>> Begin Raw data
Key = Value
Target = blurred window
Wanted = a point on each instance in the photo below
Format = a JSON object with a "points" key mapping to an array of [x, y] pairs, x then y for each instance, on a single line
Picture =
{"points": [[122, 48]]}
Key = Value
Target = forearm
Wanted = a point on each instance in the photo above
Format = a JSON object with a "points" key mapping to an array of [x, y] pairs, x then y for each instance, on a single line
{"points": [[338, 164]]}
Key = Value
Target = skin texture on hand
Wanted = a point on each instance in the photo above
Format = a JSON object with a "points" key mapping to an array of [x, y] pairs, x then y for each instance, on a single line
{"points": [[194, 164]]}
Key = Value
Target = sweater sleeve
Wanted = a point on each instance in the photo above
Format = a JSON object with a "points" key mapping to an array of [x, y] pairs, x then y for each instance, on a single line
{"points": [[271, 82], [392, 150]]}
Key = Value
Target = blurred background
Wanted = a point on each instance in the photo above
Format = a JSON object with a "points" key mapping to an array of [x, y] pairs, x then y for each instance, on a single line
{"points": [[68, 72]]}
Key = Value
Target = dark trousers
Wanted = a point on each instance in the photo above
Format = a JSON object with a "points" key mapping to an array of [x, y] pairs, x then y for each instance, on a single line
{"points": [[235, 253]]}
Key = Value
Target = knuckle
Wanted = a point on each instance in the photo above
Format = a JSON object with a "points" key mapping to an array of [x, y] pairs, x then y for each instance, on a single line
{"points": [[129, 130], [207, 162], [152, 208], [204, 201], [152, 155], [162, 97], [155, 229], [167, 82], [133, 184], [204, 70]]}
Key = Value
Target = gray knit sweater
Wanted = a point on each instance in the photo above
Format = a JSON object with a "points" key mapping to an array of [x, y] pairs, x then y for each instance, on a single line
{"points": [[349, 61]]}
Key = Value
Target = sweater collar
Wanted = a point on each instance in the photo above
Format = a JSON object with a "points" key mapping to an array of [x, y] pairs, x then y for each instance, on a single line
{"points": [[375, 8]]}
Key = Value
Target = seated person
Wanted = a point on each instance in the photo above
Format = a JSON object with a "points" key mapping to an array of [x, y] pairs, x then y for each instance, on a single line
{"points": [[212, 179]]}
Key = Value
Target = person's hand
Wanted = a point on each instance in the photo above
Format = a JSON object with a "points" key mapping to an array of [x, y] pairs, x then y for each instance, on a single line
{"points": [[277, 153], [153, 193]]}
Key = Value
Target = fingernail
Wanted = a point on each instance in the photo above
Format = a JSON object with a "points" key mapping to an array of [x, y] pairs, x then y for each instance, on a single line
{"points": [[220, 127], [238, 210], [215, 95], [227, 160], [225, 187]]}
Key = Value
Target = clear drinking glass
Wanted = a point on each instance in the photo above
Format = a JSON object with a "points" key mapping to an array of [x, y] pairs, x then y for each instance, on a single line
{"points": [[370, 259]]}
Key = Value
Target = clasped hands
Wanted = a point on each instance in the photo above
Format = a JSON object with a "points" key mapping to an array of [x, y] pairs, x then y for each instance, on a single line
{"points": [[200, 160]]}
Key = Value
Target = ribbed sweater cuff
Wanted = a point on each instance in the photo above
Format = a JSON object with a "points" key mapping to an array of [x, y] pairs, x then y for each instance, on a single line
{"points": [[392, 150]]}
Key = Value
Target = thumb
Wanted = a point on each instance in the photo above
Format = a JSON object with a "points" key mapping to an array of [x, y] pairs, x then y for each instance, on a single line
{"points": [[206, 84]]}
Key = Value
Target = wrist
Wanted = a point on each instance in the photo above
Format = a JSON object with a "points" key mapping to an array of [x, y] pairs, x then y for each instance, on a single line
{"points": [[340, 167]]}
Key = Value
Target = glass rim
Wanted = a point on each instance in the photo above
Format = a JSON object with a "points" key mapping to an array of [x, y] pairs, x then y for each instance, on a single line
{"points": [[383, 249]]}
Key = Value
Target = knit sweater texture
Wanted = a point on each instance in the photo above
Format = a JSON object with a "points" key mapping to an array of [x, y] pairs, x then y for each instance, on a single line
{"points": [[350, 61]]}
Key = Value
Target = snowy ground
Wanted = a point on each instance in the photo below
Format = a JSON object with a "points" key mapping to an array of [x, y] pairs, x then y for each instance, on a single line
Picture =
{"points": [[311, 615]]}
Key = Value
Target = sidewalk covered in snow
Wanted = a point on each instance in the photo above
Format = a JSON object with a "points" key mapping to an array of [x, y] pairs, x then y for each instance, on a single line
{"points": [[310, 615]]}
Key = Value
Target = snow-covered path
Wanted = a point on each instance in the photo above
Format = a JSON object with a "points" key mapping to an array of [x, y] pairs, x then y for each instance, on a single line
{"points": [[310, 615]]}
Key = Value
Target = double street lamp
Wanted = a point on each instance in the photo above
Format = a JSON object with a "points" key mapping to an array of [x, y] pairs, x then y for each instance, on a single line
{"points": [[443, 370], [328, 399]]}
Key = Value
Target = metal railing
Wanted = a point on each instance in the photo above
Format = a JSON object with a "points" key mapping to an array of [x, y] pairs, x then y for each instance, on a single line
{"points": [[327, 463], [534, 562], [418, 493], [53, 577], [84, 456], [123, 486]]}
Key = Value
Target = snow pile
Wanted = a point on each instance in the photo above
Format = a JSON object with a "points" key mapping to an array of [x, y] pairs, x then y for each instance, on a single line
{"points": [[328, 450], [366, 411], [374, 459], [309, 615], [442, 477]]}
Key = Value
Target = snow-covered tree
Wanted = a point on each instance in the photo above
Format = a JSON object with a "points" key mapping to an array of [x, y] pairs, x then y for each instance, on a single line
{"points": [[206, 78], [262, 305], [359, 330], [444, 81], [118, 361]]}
>> End Raw data
◆ Your task: Repeat every record exactly as written, please.

◆ Full solution:
Key = Value
Target = blurred window
Wanted = a point on each instance in the photo below
Format = a JSON object with a "points" key mapping to an array of [x, y] pairs, x then y for each instance, on a single line
Picture =
{"points": [[122, 48]]}
Key = Value
Target = forearm
Wanted = a point on each instance in the photo above
Format = a JSON object with a "points" key mapping to an array of [x, y] pairs, x then y for each instance, on a single line
{"points": [[338, 164]]}
Key = Value
Target = skin texture on hand
Wanted = a point on each instance in the photo above
Format = a JSON object with a "points" key mapping to an array of [x, y] pairs, x then y for each instance, on a single line
{"points": [[194, 164]]}
Key = Value
Target = sweater sleeve
Wanted = a point on each instance in the photo above
Format = a JSON object with a "points" key mapping to an array of [x, y] pairs, x then y for each instance, on a single line
{"points": [[271, 82], [392, 150]]}
Key = Value
Target = blurred background
Wanted = a point on each instance in the photo above
Format = a JSON object with a "points" key mapping to an array of [x, y] pairs, x then y for each instance, on a single line
{"points": [[68, 72]]}
Key = Value
Target = dark trousers
Wanted = a point on each instance in the photo above
Format = a JSON object with a "points" key mapping to an array of [x, y] pairs, x then y for each instance, on a single line
{"points": [[235, 253]]}
Key = Value
Target = knuckle
Wanted = a point on each instance in the photo above
Format = a JSON object with a "points" key mapping to an array of [x, y] pairs, x then y for each instance, on a single line
{"points": [[129, 130], [207, 162], [152, 208], [204, 201], [152, 155], [162, 97], [155, 229], [167, 82], [133, 184], [204, 70]]}
Key = Value
Target = gray knit sweater
Wanted = a point on each instance in the photo above
Format = a JSON object with a "points" key mapping to an array of [x, y] pairs, x then y for each instance, on a single line
{"points": [[349, 61]]}
Key = Value
Target = sweater collar
Wanted = a point on each instance in the photo above
Format = a JSON object with a "points" key mapping to an array of [x, y] pairs, x then y for each instance, on a single line
{"points": [[375, 8]]}
Key = Value
Target = seated person
Wanted = a point on each instance in the photo above
Format = a JSON object with a "points" key mapping to an array of [x, y] pairs, x then y for each instance, on a single line
{"points": [[212, 179]]}
Key = Value
Target = person's hand
Wanted = a point on each instance in the photo above
Format = a JSON object with a "points" key mapping to an array of [x, y] pairs, x then y for each instance, on a single line
{"points": [[277, 153], [153, 193]]}
Key = Value
Target = fingernail
Wanted = a point on each instance in the photo above
Format = a JSON object with a "points" key mapping to an array of [x, y] pairs, x then y for each instance, on a single line
{"points": [[220, 127], [238, 210], [215, 95], [227, 160], [225, 187]]}
Key = Value
Target = clear drinking glass
Wanted = a point on each instance in the photo above
Format = a JSON object with a "points" key mapping to an array of [x, y] pairs, x then y for each instance, on a single line
{"points": [[370, 259]]}
Key = Value
Target = clasped hands
Wanted = a point on each instance in the photo above
Format = a JSON object with a "points" key mapping to an array of [x, y] pairs, x then y for each instance, on a single line
{"points": [[200, 160]]}
Key = Value
Target = ribbed sweater cuff
Wanted = a point on each instance in the photo above
Format = a JSON object with a "points" key mapping to an array of [x, y] pairs, x then y for each instance, on a single line
{"points": [[392, 150]]}
Key = Value
Target = thumb
Wanted = a point on each instance in the photo above
Format = a JSON object with a "points" key mapping to an array of [x, y] pairs, x then y for each instance, on a single line
{"points": [[206, 84]]}
Key = Value
Target = wrist
Wanted = a point on each instance in the photo above
Format = a JSON object with a "points" key mapping to an array of [x, y] pairs, x then y for each instance, on a single line
{"points": [[340, 167]]}
Key = Value
Target = glass rim
Wanted = a point on each instance in the photo above
Format = a JSON object with a "points" key mapping to an array of [x, y] pairs, x then y for each instance, on a single line
{"points": [[383, 249]]}
Key = Value
Target = knit sweater texture
Wanted = a point on each instance in the photo above
Format = a JSON object with a "points" key mapping to an array of [x, y] pairs, x then y for each instance, on a single line
{"points": [[350, 61]]}
Key = Value
Target = snowy ground
Wanted = a point on each instance in the photo below
Format = a JSON object with a "points" key mapping to an array of [x, y] pairs, x then y for each instance, on a single line
Picture =
{"points": [[311, 615]]}
Key = Value
Target = sidewalk covered in snow
Wanted = a point on each instance in the photo above
Format = a JSON object with a "points" key mapping to an array of [x, y] pairs, x then y for each instance, on a single line
{"points": [[310, 615]]}
Key = Value
Target = snow-covered path
Wanted = a point on each instance in the photo above
Format = a JSON object with a "points" key mapping to an array of [x, y] pairs, x then y for each instance, on a single line
{"points": [[310, 615]]}
Key = Value
Target = double street lamp
Wanted = a point on each instance in the photo above
Format = a JSON object with a "points" key mapping to an array of [x, y] pairs, x then y for each instance, on a single line
{"points": [[443, 370], [328, 399]]}
Key = Value
Target = metal railing
Wanted = a point on each instance in the photo above
Format = a JSON object with a "points" key mapping to an array of [x, y] pairs, x then y for each instance, on a single line
{"points": [[327, 463], [534, 562], [418, 493], [53, 577], [84, 456], [123, 486]]}
Key = Value
Target = snow pile
Wanted = a point on each instance in the photo above
Format = a JSON object with a "points" key mapping to an array of [x, y] pairs, x then y for each instance, on a single line
{"points": [[328, 450], [366, 411], [374, 459], [309, 615], [442, 477]]}
Key = Value
Target = snow-covered tree
Wanted = a point on each instance in the photo above
Format = a JSON object with a "points" key mapping to an array of [x, y] pairs, x then y for each instance, on a single line
{"points": [[206, 78], [262, 305], [359, 330], [444, 81], [118, 361]]}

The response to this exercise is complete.